#### DATA FOR THIS TASK ####

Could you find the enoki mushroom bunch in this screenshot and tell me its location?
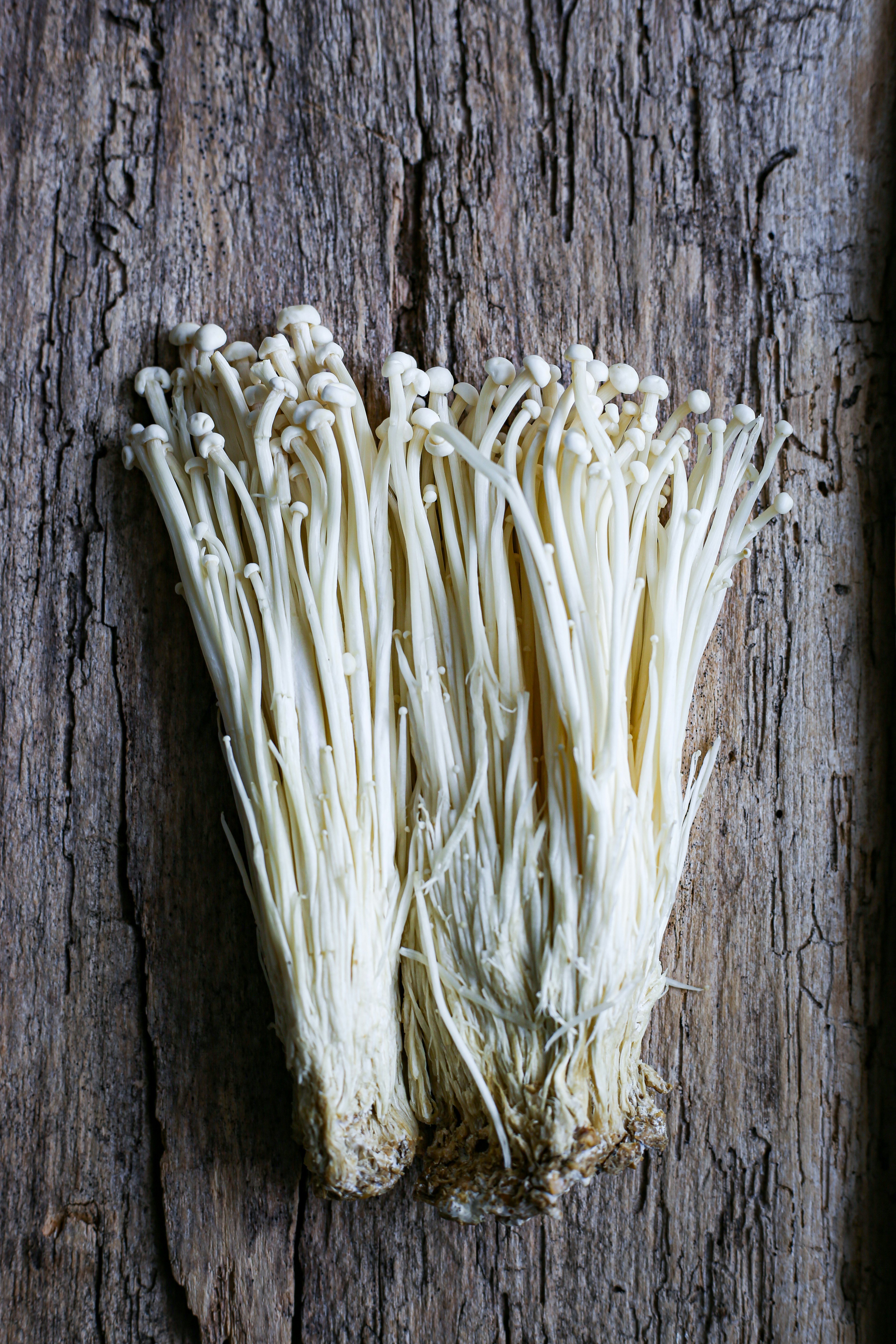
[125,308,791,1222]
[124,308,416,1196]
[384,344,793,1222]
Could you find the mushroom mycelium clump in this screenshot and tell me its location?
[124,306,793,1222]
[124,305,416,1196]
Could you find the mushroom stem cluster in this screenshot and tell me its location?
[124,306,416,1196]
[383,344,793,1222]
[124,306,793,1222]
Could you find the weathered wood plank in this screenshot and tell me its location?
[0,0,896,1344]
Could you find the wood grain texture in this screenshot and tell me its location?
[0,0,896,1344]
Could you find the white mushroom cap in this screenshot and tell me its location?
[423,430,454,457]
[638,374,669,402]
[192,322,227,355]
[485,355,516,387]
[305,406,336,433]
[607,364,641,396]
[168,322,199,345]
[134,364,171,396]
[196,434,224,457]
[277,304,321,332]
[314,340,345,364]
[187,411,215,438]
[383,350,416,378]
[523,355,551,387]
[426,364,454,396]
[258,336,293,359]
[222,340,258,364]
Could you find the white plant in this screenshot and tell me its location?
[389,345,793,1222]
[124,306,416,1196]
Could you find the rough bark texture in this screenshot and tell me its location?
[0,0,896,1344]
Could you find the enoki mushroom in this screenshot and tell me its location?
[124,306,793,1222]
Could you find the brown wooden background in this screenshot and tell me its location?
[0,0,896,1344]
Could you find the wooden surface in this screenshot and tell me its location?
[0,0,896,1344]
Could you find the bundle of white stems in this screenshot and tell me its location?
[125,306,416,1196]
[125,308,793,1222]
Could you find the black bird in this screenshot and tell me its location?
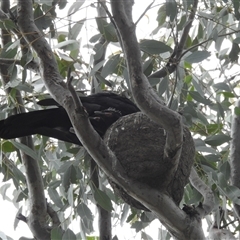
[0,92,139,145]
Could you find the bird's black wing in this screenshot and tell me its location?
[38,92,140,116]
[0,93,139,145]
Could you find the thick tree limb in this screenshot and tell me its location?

####
#### DATA FOR THIS TASK ####

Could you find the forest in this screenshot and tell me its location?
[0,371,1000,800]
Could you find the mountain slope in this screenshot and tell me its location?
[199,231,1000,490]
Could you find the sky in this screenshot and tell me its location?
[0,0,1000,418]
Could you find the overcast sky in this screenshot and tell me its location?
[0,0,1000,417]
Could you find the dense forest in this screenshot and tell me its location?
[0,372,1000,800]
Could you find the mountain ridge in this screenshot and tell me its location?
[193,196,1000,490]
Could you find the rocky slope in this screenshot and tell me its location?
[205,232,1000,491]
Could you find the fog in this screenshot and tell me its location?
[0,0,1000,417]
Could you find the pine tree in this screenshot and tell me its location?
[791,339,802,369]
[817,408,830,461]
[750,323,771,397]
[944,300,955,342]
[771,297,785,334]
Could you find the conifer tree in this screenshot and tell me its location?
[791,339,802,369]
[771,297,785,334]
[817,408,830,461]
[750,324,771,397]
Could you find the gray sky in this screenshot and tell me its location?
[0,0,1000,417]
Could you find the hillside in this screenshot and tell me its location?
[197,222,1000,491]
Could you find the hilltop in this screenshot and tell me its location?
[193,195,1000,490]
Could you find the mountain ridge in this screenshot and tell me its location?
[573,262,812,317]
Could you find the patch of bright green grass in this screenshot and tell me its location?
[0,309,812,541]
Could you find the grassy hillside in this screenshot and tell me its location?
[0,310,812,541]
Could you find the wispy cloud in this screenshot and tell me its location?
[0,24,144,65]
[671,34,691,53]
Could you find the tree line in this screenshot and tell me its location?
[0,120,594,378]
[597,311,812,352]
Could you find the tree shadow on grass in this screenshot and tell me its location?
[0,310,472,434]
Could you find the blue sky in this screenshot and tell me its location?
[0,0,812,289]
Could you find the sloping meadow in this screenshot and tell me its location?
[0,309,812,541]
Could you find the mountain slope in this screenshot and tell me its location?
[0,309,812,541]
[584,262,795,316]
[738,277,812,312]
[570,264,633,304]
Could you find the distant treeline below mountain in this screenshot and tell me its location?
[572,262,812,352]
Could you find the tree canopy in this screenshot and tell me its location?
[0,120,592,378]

####
#### DATA FOR THIS TASK ####

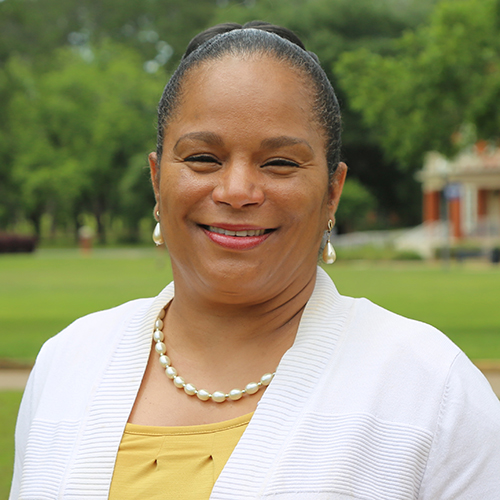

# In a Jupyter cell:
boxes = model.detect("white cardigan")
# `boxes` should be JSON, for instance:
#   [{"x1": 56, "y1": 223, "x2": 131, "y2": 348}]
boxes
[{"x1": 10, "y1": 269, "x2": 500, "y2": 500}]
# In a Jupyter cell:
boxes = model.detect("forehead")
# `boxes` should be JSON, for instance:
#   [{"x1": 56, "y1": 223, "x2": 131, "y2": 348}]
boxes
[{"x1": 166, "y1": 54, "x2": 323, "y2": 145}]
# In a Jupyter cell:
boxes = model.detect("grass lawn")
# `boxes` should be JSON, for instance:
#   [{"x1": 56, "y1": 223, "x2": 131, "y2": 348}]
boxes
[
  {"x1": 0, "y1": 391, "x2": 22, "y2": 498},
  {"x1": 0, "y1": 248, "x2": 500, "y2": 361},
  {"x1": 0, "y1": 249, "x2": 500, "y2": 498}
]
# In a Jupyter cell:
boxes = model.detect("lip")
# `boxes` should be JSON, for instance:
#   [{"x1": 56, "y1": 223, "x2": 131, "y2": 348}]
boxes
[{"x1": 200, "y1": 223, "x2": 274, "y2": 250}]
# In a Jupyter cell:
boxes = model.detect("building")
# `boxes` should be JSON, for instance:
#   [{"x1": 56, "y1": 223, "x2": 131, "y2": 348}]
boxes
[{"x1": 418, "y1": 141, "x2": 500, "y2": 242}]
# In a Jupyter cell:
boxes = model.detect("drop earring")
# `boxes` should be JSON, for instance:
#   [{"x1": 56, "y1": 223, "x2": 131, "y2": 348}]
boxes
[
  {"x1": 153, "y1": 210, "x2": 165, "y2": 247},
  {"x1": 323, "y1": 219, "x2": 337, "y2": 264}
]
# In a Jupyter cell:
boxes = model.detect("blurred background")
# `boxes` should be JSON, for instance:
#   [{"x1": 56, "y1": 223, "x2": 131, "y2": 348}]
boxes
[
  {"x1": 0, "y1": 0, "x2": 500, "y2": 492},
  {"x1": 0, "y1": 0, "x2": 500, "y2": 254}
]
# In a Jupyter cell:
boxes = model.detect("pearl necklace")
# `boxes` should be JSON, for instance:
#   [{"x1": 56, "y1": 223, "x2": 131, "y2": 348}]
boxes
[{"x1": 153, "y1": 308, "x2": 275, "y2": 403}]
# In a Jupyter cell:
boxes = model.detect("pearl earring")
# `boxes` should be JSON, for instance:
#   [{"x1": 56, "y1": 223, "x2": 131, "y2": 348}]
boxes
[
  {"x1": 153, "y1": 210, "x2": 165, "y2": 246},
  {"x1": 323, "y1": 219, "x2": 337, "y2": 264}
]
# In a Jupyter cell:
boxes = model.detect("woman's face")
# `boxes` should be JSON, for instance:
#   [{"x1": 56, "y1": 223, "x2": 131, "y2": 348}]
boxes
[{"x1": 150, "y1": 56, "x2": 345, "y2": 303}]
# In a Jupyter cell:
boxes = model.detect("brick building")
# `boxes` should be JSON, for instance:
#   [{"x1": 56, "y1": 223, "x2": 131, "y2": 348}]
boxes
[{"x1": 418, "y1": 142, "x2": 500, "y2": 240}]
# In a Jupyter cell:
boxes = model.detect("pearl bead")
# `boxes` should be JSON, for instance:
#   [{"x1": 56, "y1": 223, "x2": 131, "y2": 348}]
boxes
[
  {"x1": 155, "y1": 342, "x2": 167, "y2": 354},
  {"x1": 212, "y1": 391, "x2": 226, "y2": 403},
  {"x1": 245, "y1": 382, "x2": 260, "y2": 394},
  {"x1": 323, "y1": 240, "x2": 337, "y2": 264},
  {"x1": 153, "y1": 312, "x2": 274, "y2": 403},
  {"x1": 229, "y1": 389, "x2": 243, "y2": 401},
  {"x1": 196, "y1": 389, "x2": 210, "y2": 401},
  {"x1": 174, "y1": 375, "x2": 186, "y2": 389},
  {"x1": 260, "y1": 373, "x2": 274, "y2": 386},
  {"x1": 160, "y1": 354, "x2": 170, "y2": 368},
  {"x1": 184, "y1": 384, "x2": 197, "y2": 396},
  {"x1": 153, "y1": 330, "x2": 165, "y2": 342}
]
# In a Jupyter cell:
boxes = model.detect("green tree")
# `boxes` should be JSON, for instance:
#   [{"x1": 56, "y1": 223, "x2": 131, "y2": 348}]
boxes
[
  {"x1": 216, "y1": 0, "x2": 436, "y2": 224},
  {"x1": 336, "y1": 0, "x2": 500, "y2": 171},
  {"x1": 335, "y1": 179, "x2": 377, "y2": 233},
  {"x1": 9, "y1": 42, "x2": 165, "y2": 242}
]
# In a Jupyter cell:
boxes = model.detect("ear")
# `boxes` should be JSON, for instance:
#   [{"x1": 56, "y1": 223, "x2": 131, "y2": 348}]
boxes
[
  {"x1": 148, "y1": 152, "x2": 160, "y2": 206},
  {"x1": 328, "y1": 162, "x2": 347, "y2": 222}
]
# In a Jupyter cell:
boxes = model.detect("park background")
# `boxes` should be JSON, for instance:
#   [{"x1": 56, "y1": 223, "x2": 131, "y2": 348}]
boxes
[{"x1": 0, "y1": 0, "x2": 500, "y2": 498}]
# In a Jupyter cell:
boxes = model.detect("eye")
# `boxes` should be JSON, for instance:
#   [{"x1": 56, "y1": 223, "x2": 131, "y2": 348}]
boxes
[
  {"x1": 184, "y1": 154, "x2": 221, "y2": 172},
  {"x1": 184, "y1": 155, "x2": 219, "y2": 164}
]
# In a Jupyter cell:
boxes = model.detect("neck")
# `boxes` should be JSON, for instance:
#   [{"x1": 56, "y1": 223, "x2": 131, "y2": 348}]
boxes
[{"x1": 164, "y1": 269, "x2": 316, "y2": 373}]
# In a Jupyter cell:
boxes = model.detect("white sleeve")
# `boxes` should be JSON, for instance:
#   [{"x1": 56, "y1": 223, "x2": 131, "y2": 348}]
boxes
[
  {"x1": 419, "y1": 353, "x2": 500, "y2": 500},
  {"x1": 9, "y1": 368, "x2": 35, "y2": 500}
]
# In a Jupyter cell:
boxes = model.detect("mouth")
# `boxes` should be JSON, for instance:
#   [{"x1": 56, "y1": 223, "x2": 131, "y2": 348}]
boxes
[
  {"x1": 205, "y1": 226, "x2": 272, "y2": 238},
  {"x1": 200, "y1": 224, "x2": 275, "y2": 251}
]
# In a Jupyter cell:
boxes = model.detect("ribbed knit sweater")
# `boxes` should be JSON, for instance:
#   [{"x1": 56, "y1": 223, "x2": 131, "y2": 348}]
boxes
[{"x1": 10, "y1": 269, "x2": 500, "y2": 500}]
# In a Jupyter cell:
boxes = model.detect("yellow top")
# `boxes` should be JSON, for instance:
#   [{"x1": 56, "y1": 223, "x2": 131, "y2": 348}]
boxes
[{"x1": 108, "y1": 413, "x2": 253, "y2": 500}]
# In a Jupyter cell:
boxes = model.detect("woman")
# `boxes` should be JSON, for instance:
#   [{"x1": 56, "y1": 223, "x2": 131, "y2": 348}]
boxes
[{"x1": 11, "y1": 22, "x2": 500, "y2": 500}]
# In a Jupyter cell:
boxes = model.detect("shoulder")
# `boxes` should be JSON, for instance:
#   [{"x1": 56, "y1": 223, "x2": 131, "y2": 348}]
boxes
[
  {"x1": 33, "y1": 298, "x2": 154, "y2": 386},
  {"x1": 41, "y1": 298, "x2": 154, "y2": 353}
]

####

GIVEN TASK
Please update the lines starting at the one containing "Could you find the conifer" and ending at the one containing "[671,34,691,53]" by changing "hillside" to "hill slope", leaving everything else the same.

CORRECT RESULT
Could you find the conifer tree in this screenshot and tell me its location?
[791,339,802,369]
[771,297,785,334]
[817,408,830,461]
[750,324,771,397]
Could you find the gray sky in this screenshot and tell me its location?
[0,0,1000,417]
Could you find the hill slope in this screenshot and tell me its location?
[197,222,1000,491]
Could you find the hilltop in this screenshot and tell me its location?
[193,195,1000,490]
Could you find the mountain ridge in this screenshot and tell me its location?
[573,262,812,317]
Could you find the patch of bright green grass in this screenshot and tell me its location?
[0,309,812,541]
Could you find the grassy hill slope in this screenshot and tell me its location?
[0,310,812,541]
Could you find the wispy cloud in this screenshot and tell me its location?
[0,24,144,65]
[671,34,691,53]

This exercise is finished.